*TASK REQUIREMENTS*
Carry none of the pictures over; set down the material below exactly.

*Data extracted from a collection*
---

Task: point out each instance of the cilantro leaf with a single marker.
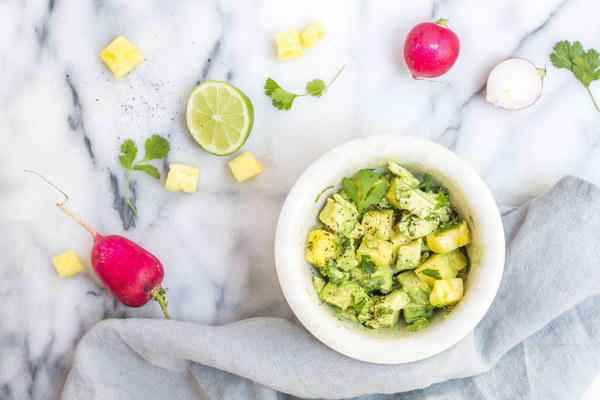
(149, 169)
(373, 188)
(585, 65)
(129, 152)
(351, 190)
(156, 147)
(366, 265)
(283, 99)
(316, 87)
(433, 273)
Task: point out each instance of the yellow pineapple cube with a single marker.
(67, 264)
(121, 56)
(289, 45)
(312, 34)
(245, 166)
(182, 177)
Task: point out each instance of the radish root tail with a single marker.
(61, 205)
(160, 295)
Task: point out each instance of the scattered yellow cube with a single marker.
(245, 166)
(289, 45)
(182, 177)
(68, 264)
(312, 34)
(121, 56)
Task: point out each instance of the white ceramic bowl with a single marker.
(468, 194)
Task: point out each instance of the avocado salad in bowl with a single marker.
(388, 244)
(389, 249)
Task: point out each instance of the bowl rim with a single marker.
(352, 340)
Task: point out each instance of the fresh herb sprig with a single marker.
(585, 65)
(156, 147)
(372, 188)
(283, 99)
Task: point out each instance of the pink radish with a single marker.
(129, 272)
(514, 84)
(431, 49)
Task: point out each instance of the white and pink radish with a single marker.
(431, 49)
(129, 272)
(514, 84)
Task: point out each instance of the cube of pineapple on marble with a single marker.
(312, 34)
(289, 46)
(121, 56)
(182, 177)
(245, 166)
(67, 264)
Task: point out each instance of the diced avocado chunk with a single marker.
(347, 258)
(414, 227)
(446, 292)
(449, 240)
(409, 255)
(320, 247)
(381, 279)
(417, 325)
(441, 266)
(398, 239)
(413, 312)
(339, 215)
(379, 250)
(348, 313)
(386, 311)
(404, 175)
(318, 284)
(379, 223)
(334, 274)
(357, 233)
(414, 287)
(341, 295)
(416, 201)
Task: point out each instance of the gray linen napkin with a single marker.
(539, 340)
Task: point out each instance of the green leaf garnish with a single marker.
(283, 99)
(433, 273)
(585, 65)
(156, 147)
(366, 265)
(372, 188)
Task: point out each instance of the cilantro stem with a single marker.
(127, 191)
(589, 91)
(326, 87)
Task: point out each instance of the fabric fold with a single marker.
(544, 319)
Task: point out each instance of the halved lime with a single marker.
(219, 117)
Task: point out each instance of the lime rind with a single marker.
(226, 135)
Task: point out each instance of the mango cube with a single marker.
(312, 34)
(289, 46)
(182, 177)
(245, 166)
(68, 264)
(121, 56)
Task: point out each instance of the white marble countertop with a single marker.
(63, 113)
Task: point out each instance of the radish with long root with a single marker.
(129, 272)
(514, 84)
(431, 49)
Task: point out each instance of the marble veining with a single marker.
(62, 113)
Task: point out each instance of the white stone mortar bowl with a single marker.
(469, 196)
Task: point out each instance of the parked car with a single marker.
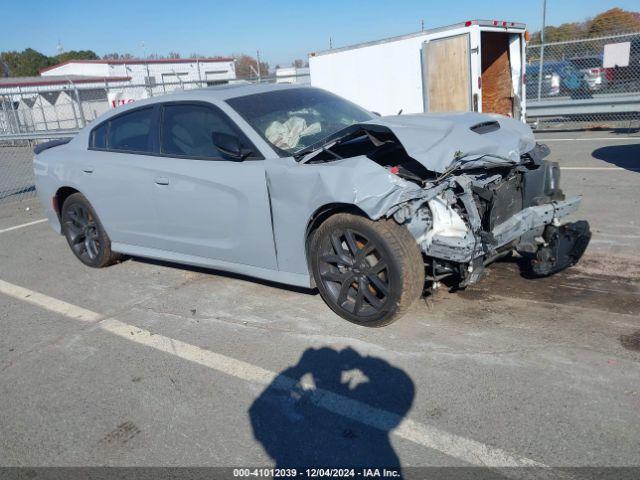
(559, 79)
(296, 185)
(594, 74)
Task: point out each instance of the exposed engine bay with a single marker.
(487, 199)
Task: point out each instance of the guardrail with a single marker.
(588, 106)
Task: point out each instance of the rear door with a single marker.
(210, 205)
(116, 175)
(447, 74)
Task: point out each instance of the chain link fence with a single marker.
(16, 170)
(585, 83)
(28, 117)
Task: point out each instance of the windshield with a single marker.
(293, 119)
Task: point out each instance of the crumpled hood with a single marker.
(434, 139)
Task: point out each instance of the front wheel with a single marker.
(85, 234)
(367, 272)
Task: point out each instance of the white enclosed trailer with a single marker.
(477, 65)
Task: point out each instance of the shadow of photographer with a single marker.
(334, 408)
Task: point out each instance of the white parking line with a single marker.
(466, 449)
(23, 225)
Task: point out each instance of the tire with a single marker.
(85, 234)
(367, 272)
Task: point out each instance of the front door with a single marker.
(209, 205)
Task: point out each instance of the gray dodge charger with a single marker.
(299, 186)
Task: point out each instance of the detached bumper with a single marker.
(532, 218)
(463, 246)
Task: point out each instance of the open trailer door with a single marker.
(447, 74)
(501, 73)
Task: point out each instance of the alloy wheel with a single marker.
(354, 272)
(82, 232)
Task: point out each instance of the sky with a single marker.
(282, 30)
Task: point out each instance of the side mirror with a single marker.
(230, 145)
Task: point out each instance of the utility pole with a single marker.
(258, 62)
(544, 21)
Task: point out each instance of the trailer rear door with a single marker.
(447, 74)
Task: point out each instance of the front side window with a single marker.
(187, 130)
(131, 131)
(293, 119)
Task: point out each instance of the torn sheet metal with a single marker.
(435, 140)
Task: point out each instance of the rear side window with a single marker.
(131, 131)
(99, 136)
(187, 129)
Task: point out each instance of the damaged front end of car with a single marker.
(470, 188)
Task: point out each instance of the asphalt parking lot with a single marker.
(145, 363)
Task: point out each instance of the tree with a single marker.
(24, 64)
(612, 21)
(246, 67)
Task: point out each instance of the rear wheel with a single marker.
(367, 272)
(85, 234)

---

*ANSWER TO THE PROBLEM*
Task: point out each instance of the cilantro leaf with a single marker.
(149, 169)
(373, 188)
(585, 65)
(129, 152)
(351, 190)
(156, 147)
(366, 265)
(283, 99)
(316, 87)
(433, 273)
Task: point out each instance of the yellow pineapple cube with a single marker.
(67, 264)
(121, 56)
(289, 45)
(312, 34)
(245, 166)
(182, 177)
Task: point out each instance of the radish root tail with a single marker.
(61, 205)
(160, 295)
Task: point out each instance of the scattered yellow cube with a single marker.
(245, 166)
(289, 45)
(182, 177)
(68, 264)
(312, 34)
(121, 56)
Task: point out each instance of the white ceramic bowl with a single marker.
(468, 194)
Task: point out each instance of the avocado salad in bowl with a single marker.
(388, 244)
(389, 249)
Task: point out each instance of the bowl rim with a single marker.
(352, 340)
Task: point out each instance of the fresh herb sprig with a single marker.
(585, 65)
(156, 147)
(372, 188)
(283, 99)
Task: point out each instance of the pink radish with a single marker.
(129, 272)
(514, 84)
(431, 49)
Task: point out each instance of the white and pink radish with a single marker.
(431, 49)
(129, 272)
(514, 84)
Task: point out each instance of the cube of pineapple on marble with a single marker.
(312, 34)
(289, 46)
(121, 56)
(182, 177)
(245, 166)
(67, 264)
Task: point out each instance of the diced avocado chunk with a single marker.
(347, 258)
(414, 227)
(446, 292)
(449, 240)
(409, 255)
(320, 247)
(381, 279)
(417, 325)
(441, 266)
(398, 239)
(413, 312)
(339, 215)
(379, 250)
(348, 313)
(386, 311)
(404, 175)
(318, 284)
(379, 223)
(334, 274)
(357, 233)
(414, 287)
(341, 295)
(416, 201)
Task: point out each instance of the gray linen napkin with a single marker.
(539, 340)
Task: point out each instance of the green leaf garnish with a single marker.
(283, 99)
(433, 273)
(585, 65)
(156, 147)
(366, 265)
(372, 188)
Task: point out each instance of the cilantro stem with a single marker.
(127, 191)
(589, 91)
(326, 87)
Task: point out each instance of the fabric fold with a single marker.
(544, 319)
Task: point out each instance of the halved lime with a single marker.
(219, 117)
Task: point out each instance of the lime rind with a single marker.
(226, 135)
Task: point out each instance of the mango cube with a single marker.
(312, 34)
(289, 46)
(182, 177)
(245, 166)
(68, 264)
(121, 56)
Task: point out each instance of the white marble countertop with a single marker.
(63, 113)
Task: point out each instance of the radish with long root with a single marker.
(129, 272)
(514, 84)
(431, 49)
Task: point out each instance of the marble veining with a single marker.
(62, 113)
Task: point out each instance of the white stone mortar bowl with a single marker.
(469, 196)
Task: point out each instance of the parked car with a single marker.
(559, 79)
(296, 185)
(594, 74)
Task: point out each instance of the exposed engine bay with a single marker.
(487, 199)
Task: point out each instance of the guardrail with a single marker.
(588, 106)
Task: point out each instance of the rear door with a single marker.
(210, 205)
(116, 175)
(447, 74)
Task: point out each instance of the chain link fence with a single marker.
(16, 170)
(585, 83)
(28, 117)
Task: point out each instance of the windshield with a single marker.
(293, 119)
Task: point out each instance of the crumpled hood with a single marker.
(434, 139)
Task: point out each instance of the front wheel with a single marker.
(85, 234)
(367, 272)
Task: point out each instance of the white enclosed trailer with a single marker.
(477, 65)
Task: point out each instance of the shadow of photographer with a single marker.
(334, 408)
Task: point out each instance of the white parking line with a single marker.
(466, 449)
(23, 225)
Task: point out each instance of the tire with a single marker.
(85, 234)
(367, 272)
Task: point out each instance of the front door with a single marker.
(209, 205)
Task: point out each instance of the gray dodge charger with a single marker.
(299, 186)
Task: point out each instance of the detached bumper with a single marker.
(532, 218)
(463, 246)
Task: point out each instance of the open trailer door with a single marker.
(447, 74)
(501, 73)
Task: point out each instance of the alloy wheel with a single marker.
(354, 272)
(82, 232)
Task: point out each instance of the sky with a single marker.
(282, 30)
Task: point out each instance of the side mirror with a single marker.
(230, 145)
Task: point out each instance of the utility pole with a single marker.
(258, 62)
(544, 21)
Task: point out each instance of the trailer rear door with a single marker.
(447, 74)
Task: point out each instance of the front side window with a single marker.
(187, 130)
(131, 131)
(293, 119)
Task: point out each instance of the torn sheet metal with a single marker.
(435, 140)
Task: point out each instance of the rear side window with a single marker.
(131, 131)
(99, 136)
(187, 129)
Task: point out each instance of the damaged front end of car with a single marker.
(470, 188)
Task: point out each instance of the asphalt parking lot with a single marker.
(145, 363)
Task: point out each instance of the tree with a single marker.
(24, 64)
(612, 21)
(246, 67)
Task: point out each instance of the rear wheel with a single marker.
(367, 272)
(85, 234)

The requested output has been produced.